┌────────

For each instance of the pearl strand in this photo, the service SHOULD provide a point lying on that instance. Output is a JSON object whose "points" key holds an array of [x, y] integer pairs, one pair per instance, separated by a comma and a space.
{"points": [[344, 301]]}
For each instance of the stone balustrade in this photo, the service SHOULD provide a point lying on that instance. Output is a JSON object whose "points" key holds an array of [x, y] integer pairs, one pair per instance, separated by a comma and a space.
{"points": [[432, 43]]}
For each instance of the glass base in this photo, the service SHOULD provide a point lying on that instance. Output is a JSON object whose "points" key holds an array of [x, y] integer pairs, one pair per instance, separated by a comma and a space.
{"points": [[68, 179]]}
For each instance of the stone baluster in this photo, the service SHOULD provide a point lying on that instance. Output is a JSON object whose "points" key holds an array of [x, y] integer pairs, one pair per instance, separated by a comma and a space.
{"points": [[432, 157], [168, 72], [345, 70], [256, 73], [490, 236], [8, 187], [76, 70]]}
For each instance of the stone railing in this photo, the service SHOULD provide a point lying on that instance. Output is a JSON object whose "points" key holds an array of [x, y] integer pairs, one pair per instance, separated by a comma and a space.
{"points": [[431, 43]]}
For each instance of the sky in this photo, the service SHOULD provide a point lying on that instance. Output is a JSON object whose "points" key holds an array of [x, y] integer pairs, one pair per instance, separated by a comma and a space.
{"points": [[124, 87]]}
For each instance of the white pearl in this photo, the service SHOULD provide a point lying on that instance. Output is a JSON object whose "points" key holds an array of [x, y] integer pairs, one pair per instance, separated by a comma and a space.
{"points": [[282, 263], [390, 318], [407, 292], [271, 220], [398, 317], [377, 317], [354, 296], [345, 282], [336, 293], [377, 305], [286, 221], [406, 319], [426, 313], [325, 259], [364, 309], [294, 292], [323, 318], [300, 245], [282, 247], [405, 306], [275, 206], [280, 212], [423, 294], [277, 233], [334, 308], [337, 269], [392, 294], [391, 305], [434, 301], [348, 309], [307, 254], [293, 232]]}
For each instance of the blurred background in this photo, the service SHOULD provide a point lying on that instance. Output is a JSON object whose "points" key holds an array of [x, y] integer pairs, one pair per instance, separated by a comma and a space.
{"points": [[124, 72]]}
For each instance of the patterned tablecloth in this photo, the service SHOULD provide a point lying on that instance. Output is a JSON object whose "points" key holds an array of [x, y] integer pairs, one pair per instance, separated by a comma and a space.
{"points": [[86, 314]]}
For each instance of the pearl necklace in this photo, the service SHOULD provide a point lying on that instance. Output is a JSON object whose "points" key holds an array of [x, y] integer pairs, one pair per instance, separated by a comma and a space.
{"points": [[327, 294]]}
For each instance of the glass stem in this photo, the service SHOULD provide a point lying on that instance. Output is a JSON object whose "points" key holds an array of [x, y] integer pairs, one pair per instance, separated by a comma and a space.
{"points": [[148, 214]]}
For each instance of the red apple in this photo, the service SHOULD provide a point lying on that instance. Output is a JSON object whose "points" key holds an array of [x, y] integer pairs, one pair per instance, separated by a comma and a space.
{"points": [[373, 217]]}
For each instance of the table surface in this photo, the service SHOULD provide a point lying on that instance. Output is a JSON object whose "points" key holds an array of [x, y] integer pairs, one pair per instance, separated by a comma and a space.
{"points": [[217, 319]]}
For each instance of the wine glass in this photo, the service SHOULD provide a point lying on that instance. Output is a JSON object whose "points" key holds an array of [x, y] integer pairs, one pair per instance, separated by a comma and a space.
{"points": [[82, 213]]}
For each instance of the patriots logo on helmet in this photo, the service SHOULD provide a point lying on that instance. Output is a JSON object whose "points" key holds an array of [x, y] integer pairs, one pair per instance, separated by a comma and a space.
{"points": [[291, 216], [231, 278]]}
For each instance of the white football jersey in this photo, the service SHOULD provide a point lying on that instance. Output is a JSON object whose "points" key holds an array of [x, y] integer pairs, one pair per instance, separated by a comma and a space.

└────────

• _Stated task_
Print all of the lines above verbatim.

• _Finished exercise_
For each instance of the pearl strand in this photo, the service SHOULD provide a point lying on that instance. Output is a JSON object whose "points" key holds an array of [x, y] integer pairs, one pair per instance, separated by a comma and a space.
{"points": [[344, 301]]}
For each instance of the stone balustrade in this photo, the service SHOULD provide a point lying on that instance. Output is a JSON object whose "points" key holds an array of [x, y] integer pairs, one pair per instance, separated by a comma and a space.
{"points": [[432, 43]]}
For each instance of the glass base in this photo, the service SHOULD provide a point lying on that instance. Output is a JSON object whose "points" key holds an array of [x, y] integer pairs, one pair per instance, separated by a comma and a space.
{"points": [[68, 179]]}
For each instance of the stone baluster in this photo, the service SHOULD provide a point lying on that instance. Output is a JSON object whose "points" key holds an array of [x, y] integer pairs, one pair per instance, separated by a comma and a space.
{"points": [[432, 157], [168, 72], [345, 70], [256, 73], [490, 236], [8, 187], [76, 70]]}
For each instance of the stone railing in this photo, the service SHOULD provide a point lying on that instance. Output is a JSON object whose "points" key holds an array of [x, y] integer pairs, one pair per instance, separated by a comma and a space.
{"points": [[431, 43]]}
For each instance of the sky in this photo, the service SHOULD provide a point lying on that instance. Output is a JSON object whose "points" key holds an array of [x, y] integer pairs, one pair per instance, separated by a comma and a space.
{"points": [[124, 87]]}
For each instance of the white pearl in this photo, the service SHOULD provide a point lying on that instance. Output is a JSON object whose "points" key holds an array of [x, y] integer pairs, one pair per instance, separated by a comma and a space.
{"points": [[282, 263], [390, 318], [407, 292], [271, 220], [398, 317], [377, 317], [354, 296], [345, 282], [336, 293], [377, 305], [286, 221], [406, 319], [426, 313], [325, 259], [364, 309], [294, 292], [323, 318], [300, 245], [282, 247], [405, 306], [275, 206], [280, 212], [423, 294], [277, 233], [334, 308], [337, 269], [392, 294], [391, 305], [434, 301], [348, 309], [307, 254], [293, 232]]}
For each instance of the blurred background in this photo, the service SHOULD provide a point lying on that instance. Output is a JSON object whose "points" key holds an array of [x, y] integer pairs, one pair per instance, separated by a comma and a space.
{"points": [[124, 72]]}
For each instance of the patterned tablecloth in this photo, the service SHOULD provide a point lying on that instance. Output is a JSON object whose "points" key holds an array of [x, y] integer pairs, one pair per instance, separated by a comma and a space.
{"points": [[86, 314]]}
For each instance of the pearl necklace in this photo, the service SHOULD provide a point lying on that instance. Output is a JSON object whose "points" key holds an array of [x, y] integer pairs, one pair per instance, separated by a comma and a space.
{"points": [[327, 294]]}
For each instance of the glass stem in this photo, the service SHOULD provide a point lying on that instance. Output is a JSON object whose "points" key holds an array of [x, y] integer pairs, one pair per instance, separated by a comma and a space.
{"points": [[148, 214]]}
For each instance of the red apple in this photo, the service SHOULD provide a point lying on that instance. Output is a JSON object whose "points" key holds an array of [x, y] integer pairs, one pair per instance, separated by a comma and a space.
{"points": [[373, 217]]}
For each instance of the table surface in this photo, the service SHOULD provide a point lying on that instance. Output is a JSON object whose "points" key holds an array of [x, y] integer pairs, one pair per instance, separated by a comma and a space.
{"points": [[217, 319]]}
For each instance of the wine glass in this photo, the service SHOULD provide a point lying on that instance. Output is a JSON object whose "points" key holds an array of [x, y] integer pairs, one pair per instance, separated by a comma and a space.
{"points": [[82, 213]]}
For each instance of the patriots logo on helmet in this photo, the service SHOULD provide a point lying on that instance. Output is a JSON object whose "points" key holds an array of [x, y] integer pairs, one pair per instance, separated by a comma and a space.
{"points": [[291, 216], [231, 278]]}
For each instance of the white football jersey in this photo, the service SHOULD provide a point lying on that instance. Output is a JSON object whose "points" key holds an array of [x, y] integer pairs, one pair per instance, separated by a comma and a space.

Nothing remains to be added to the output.